=== DATA EXCERPTS ===
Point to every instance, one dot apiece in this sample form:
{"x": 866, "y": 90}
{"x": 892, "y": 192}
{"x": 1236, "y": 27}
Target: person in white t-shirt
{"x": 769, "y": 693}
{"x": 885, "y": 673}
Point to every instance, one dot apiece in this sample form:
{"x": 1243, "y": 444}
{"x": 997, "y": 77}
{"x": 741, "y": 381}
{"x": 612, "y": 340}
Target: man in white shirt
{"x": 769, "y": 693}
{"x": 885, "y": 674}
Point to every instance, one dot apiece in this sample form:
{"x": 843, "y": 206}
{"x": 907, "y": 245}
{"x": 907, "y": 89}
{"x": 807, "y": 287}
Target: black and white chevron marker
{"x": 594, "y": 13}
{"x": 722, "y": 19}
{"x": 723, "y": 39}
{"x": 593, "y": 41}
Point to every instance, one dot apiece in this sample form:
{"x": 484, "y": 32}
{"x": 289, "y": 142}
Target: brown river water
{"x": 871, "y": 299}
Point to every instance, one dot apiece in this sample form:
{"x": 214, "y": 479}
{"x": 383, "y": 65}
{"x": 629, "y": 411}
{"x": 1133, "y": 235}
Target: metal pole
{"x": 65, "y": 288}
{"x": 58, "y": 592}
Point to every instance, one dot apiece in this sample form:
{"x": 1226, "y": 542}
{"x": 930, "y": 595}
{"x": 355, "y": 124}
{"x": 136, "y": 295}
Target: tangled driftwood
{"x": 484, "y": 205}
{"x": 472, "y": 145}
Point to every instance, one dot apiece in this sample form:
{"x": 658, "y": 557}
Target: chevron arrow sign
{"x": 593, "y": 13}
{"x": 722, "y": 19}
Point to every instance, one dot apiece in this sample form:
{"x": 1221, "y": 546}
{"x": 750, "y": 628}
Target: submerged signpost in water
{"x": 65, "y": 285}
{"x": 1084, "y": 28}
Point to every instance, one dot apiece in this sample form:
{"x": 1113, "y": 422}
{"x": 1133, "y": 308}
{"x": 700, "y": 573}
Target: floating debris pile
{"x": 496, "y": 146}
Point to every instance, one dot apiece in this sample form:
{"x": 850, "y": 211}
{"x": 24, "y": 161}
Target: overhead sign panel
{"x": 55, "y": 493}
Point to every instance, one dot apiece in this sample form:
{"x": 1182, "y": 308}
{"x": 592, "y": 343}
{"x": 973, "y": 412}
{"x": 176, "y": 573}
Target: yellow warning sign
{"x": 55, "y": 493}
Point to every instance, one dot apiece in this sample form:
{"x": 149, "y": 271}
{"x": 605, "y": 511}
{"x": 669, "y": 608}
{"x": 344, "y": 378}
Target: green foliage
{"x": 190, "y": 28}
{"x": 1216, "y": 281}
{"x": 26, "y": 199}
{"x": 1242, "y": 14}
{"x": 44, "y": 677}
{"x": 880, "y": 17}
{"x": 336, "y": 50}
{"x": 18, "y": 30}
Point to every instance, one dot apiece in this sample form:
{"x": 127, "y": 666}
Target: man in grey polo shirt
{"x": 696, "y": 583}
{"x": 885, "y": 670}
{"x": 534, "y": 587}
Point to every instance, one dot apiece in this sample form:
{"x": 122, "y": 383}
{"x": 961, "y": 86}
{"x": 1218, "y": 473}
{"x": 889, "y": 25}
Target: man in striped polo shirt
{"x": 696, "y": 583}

=== WHAT YOU WILL DO ===
From the first line to the last, repeat the records exactly.

=== YOUR SOLUTION ===
Point to every instance, one dot apiece in this sample form:
{"x": 866, "y": 90}
{"x": 892, "y": 192}
{"x": 1236, "y": 27}
Target: person in white t-shirt
{"x": 769, "y": 693}
{"x": 885, "y": 673}
Point to every instance, one dot apiece in this sample form:
{"x": 1243, "y": 444}
{"x": 997, "y": 77}
{"x": 741, "y": 381}
{"x": 612, "y": 340}
Target: man in white shirt
{"x": 769, "y": 693}
{"x": 885, "y": 674}
Point to every instance, one dot apiece in this sample form:
{"x": 843, "y": 206}
{"x": 907, "y": 245}
{"x": 907, "y": 89}
{"x": 807, "y": 287}
Target: black and white chevron marker
{"x": 594, "y": 13}
{"x": 722, "y": 19}
{"x": 723, "y": 39}
{"x": 593, "y": 41}
Point to every instance, one dot apiece in this sample form:
{"x": 484, "y": 32}
{"x": 289, "y": 142}
Target: brown river water
{"x": 871, "y": 299}
Point to every instance, one dot apiece in this sample form:
{"x": 214, "y": 479}
{"x": 383, "y": 65}
{"x": 629, "y": 411}
{"x": 1133, "y": 235}
Target: metal pole
{"x": 65, "y": 288}
{"x": 58, "y": 592}
Point to every instance, one dot apiece in this sample form:
{"x": 1226, "y": 542}
{"x": 930, "y": 595}
{"x": 355, "y": 124}
{"x": 136, "y": 295}
Target: tangled driftwood
{"x": 484, "y": 205}
{"x": 472, "y": 145}
Point to every instance, one dot apiece in this sample form:
{"x": 658, "y": 557}
Target: chevron arrow sign
{"x": 593, "y": 13}
{"x": 722, "y": 19}
Point to every instance, one dot apiece in this sample form:
{"x": 1221, "y": 546}
{"x": 750, "y": 628}
Target: submerged signpost in water
{"x": 65, "y": 285}
{"x": 1084, "y": 28}
Point to every instance, one dot apiece in this sample form:
{"x": 1113, "y": 422}
{"x": 1133, "y": 308}
{"x": 700, "y": 573}
Target: floating debris pile
{"x": 496, "y": 146}
Point to every instance, one dot apiece in this sample form:
{"x": 850, "y": 211}
{"x": 24, "y": 161}
Target: overhead sign panel
{"x": 55, "y": 493}
Point to every instance, one dot apiece in this sample form:
{"x": 1182, "y": 308}
{"x": 592, "y": 343}
{"x": 973, "y": 412}
{"x": 176, "y": 573}
Target: yellow warning sign
{"x": 55, "y": 493}
Point to every instance, one dot apiece in this sample form:
{"x": 149, "y": 271}
{"x": 605, "y": 511}
{"x": 669, "y": 608}
{"x": 344, "y": 378}
Target: green foliage
{"x": 190, "y": 28}
{"x": 1216, "y": 281}
{"x": 26, "y": 199}
{"x": 1242, "y": 14}
{"x": 44, "y": 677}
{"x": 880, "y": 17}
{"x": 336, "y": 50}
{"x": 18, "y": 30}
Point to every instance, one dot apiece in this sample form:
{"x": 127, "y": 666}
Target: man in grey polo shirt
{"x": 696, "y": 583}
{"x": 885, "y": 670}
{"x": 534, "y": 587}
Point to every instance, one dot apiece in this sample form:
{"x": 122, "y": 383}
{"x": 961, "y": 86}
{"x": 1218, "y": 473}
{"x": 889, "y": 25}
Target: man in striped polo shirt
{"x": 696, "y": 583}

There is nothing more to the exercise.